PASSAGE PROVIDED:

******

I haven’t been to a Dodgers game since the late ’90s. I was thinking last weekend about going again. (Tatiana’s never seen a baseball game.) Maybe the Dodgers vs. the Mariners on Tuesday, 5.11. But I can’t do the nosebleed section. I don’t have to sit along the baselines or behind home plate, but I have to be able to smell the grass and the dirt…aromas (including the hot dogs and those big plastic cups of beer) are everything to me.
So I checked with seatgeek.com and Jumpin’ Jeezus! $197 to $232 each or $400 to $460 a pair! These are Covid prices — the teams have to charge more, I’m told, because fewer seats are being sold due to safe spacing — but still.

******

EXTRACTED DATA:
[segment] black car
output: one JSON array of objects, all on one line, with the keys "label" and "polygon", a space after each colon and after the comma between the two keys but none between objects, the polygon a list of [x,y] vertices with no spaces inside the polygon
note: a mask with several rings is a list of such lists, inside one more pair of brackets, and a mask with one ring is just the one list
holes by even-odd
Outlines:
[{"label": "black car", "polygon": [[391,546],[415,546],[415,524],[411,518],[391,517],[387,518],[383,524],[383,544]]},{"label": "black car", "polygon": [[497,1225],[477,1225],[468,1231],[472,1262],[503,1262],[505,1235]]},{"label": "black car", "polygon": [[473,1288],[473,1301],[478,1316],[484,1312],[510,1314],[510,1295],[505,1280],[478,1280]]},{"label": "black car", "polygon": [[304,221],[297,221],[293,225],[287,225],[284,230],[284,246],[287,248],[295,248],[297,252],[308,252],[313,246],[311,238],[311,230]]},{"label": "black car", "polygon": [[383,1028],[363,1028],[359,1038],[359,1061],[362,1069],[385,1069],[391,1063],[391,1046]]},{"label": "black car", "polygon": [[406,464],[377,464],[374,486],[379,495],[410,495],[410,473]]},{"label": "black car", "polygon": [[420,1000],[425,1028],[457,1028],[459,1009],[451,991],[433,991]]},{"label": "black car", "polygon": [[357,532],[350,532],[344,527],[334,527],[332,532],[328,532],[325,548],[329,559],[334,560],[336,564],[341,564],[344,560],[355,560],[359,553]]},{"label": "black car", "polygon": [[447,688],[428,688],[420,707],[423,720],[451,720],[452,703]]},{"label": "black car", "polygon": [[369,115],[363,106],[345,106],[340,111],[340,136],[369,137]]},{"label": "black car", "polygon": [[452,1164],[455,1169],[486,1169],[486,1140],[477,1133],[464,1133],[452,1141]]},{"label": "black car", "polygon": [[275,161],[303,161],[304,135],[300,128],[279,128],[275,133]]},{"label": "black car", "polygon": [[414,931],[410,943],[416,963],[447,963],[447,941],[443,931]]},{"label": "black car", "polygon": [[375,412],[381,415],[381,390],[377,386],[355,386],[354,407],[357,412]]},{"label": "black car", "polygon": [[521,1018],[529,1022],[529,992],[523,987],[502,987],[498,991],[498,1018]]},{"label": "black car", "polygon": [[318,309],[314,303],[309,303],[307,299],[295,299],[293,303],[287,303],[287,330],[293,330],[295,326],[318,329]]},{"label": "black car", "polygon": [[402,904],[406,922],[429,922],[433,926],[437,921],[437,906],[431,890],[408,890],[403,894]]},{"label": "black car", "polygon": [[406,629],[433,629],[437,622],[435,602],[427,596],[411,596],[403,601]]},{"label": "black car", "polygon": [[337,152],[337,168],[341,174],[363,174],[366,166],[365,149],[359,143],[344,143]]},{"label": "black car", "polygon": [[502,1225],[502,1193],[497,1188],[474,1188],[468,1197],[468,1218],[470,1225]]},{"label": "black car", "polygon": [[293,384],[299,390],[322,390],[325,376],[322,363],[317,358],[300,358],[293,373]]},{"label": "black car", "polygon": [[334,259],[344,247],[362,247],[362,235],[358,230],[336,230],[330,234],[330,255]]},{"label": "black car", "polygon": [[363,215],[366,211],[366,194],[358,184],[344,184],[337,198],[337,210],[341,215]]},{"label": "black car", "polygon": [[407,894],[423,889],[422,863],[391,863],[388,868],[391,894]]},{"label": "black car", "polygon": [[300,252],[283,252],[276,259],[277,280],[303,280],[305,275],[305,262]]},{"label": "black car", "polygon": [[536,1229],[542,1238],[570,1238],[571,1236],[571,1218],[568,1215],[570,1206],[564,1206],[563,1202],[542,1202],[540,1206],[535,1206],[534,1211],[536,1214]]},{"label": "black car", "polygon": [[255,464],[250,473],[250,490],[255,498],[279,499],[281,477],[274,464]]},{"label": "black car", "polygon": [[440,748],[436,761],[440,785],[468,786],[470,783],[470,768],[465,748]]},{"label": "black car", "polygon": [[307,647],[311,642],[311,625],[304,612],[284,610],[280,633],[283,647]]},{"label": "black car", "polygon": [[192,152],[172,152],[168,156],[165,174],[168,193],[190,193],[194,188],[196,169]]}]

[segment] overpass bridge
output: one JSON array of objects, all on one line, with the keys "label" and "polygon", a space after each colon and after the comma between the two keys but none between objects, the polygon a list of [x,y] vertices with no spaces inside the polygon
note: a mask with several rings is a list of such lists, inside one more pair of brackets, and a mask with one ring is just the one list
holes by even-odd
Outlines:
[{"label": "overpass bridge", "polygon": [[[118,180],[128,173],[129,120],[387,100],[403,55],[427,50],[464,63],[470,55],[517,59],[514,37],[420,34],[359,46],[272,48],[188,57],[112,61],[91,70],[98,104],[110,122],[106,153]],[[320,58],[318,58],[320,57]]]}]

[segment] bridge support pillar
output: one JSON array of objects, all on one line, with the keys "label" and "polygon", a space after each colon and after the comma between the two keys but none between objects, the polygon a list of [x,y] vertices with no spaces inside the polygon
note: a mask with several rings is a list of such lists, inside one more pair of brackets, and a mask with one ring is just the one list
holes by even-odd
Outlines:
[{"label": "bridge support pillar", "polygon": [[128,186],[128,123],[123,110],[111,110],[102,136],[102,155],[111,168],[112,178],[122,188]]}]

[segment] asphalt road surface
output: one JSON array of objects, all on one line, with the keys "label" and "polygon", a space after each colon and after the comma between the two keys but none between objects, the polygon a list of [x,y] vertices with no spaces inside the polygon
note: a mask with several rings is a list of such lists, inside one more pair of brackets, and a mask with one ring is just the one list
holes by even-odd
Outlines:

******

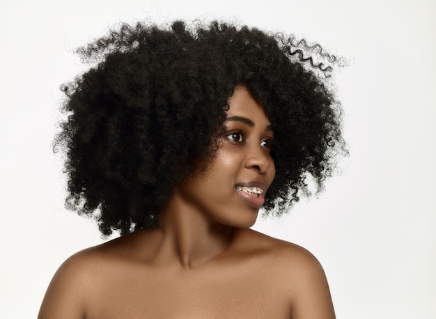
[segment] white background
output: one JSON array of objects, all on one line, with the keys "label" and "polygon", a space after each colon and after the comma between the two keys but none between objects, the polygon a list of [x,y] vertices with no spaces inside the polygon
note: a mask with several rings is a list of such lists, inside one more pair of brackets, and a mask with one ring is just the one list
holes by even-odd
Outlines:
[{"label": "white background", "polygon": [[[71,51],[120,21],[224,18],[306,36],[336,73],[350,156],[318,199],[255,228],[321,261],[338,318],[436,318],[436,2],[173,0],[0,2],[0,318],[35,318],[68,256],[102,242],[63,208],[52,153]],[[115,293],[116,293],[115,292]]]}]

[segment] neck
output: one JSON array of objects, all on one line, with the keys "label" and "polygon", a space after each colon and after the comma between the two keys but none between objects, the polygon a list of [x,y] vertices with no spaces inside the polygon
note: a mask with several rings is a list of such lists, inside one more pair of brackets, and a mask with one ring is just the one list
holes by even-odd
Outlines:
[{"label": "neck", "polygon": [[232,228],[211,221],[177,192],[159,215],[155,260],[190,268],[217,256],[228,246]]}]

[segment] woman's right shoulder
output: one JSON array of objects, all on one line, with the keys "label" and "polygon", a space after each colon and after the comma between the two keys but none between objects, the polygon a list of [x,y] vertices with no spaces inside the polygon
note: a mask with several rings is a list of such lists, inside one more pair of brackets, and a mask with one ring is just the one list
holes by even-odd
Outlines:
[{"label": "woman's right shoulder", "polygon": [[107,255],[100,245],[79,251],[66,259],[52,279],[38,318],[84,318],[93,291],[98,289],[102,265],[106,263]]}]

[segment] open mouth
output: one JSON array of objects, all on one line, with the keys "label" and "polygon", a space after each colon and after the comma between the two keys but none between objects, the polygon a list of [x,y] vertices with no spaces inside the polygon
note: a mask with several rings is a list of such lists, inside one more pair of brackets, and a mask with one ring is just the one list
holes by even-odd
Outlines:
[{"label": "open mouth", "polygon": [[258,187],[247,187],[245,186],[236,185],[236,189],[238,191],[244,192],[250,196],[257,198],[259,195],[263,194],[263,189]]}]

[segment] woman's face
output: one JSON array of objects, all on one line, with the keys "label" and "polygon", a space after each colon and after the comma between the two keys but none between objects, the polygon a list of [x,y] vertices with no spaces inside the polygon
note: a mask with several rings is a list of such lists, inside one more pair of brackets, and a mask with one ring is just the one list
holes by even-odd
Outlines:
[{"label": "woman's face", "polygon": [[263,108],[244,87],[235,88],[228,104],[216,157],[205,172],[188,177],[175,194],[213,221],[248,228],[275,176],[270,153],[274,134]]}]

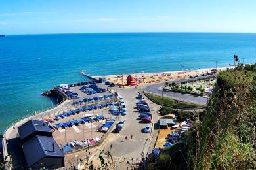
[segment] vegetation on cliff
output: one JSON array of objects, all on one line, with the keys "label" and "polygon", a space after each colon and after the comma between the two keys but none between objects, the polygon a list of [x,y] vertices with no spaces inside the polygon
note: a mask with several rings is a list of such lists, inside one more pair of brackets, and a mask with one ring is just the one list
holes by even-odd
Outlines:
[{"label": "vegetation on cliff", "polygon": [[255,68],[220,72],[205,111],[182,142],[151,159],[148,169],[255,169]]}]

******

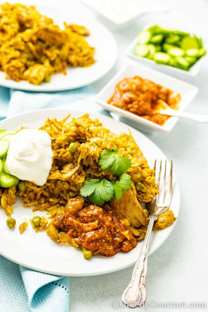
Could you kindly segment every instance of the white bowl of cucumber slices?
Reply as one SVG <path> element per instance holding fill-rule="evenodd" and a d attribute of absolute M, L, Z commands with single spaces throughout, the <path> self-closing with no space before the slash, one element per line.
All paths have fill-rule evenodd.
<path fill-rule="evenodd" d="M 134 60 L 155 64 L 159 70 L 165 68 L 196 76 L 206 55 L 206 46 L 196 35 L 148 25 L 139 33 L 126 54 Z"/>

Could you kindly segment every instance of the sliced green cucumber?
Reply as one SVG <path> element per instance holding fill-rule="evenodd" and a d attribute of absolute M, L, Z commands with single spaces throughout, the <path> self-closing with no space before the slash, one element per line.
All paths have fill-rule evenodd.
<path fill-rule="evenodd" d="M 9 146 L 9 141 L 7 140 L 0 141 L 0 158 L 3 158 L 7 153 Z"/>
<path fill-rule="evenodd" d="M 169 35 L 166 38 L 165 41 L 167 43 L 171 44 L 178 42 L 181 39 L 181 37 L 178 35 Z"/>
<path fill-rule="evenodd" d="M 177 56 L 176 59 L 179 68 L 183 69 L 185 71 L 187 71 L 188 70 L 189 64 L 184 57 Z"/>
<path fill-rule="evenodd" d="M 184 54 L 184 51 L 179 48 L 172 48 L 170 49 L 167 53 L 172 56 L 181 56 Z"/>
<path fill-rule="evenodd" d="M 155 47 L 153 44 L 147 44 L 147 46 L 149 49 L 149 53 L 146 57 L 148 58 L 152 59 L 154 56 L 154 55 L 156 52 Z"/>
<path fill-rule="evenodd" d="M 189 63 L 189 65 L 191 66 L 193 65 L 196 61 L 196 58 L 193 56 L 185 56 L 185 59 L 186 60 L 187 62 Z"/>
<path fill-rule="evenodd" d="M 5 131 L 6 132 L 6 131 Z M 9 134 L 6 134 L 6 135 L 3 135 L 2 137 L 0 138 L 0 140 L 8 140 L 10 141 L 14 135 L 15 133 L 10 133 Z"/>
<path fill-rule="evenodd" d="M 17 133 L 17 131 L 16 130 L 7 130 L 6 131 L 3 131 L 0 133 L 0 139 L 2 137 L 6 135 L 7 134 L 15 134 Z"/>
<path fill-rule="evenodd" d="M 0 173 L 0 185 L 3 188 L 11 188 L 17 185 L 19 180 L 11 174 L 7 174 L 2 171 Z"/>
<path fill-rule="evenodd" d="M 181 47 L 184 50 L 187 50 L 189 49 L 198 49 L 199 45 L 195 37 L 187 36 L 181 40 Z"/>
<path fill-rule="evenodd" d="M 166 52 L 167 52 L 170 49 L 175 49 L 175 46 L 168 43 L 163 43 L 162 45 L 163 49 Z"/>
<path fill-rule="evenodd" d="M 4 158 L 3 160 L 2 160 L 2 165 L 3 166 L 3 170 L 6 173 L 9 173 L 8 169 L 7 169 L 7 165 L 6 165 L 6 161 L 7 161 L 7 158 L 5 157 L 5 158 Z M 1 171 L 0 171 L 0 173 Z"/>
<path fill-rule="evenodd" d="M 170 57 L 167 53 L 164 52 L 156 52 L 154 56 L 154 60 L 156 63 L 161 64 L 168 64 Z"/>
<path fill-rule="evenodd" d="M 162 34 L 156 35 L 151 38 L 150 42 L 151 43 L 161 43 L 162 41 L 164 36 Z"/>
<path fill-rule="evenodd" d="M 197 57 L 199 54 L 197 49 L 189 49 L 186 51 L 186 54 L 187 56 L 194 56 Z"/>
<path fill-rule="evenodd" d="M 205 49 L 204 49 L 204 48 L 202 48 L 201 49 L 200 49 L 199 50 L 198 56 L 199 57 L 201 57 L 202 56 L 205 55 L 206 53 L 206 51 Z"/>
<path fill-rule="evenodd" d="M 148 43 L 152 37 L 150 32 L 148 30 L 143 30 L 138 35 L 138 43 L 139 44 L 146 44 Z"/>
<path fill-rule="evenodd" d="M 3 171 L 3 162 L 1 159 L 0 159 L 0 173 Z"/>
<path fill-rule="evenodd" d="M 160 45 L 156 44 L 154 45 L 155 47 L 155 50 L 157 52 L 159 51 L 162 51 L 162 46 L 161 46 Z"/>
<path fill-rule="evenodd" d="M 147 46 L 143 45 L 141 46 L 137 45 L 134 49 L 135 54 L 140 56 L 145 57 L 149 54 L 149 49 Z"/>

******

TO DO:
**A.** Answer these questions about the passage on going to a Dodgers game:
(i) Which team were the Dodgers to play on Tuesday, 5.11?
(ii) Which website did the writer check for tickets?
(iii) What price range was given for a pair of seats?
**B.** In the passage on going to a Dodgers game, switch "Covid prices" to "pandemic prices" and give the part starting at "So I checked" and ending at "spacing — but still.".
**C.** Pick up the passage on going to a Dodgers game from where it stops and continue it.

RESULTS BY TASK:
**A.**
(i) The Mariners
(ii) seatgeek.com
(iii) $400 to $460

**B.**
So I checked with seatgeek.com and Jumpin’ Jeezus! $197 to $232 each or $400 to $460 a pair! These are pandemic prices — the teams have to charge more, I’m told, because fewer seats are being sold due to safe spacing — but still.

**C.**
A 2002 ticket-price graph (converted to ’02 dollars) says that the average 1920 ballgame ticket cost around $9 (in ’02 dollars). By 1950 the average price was $11.50 (again, in ’02 dollars). In 1985 the average price was $10.15. In 2001 the average ducat cost $18.60.
In May 2016 I bought three tickets to a Mets-Giants game for $230 (Jett, Cait and myself). The weather was so horrific we didn’t go.
I asked Jett what he’s recently paid for a New York-area game. “I pay like $150 for really shitty NY Giants tickets,” he replied. “It varies from game to game, section to section. It costs $38 for nosebleeds to see the Reds @ the Dodgers.”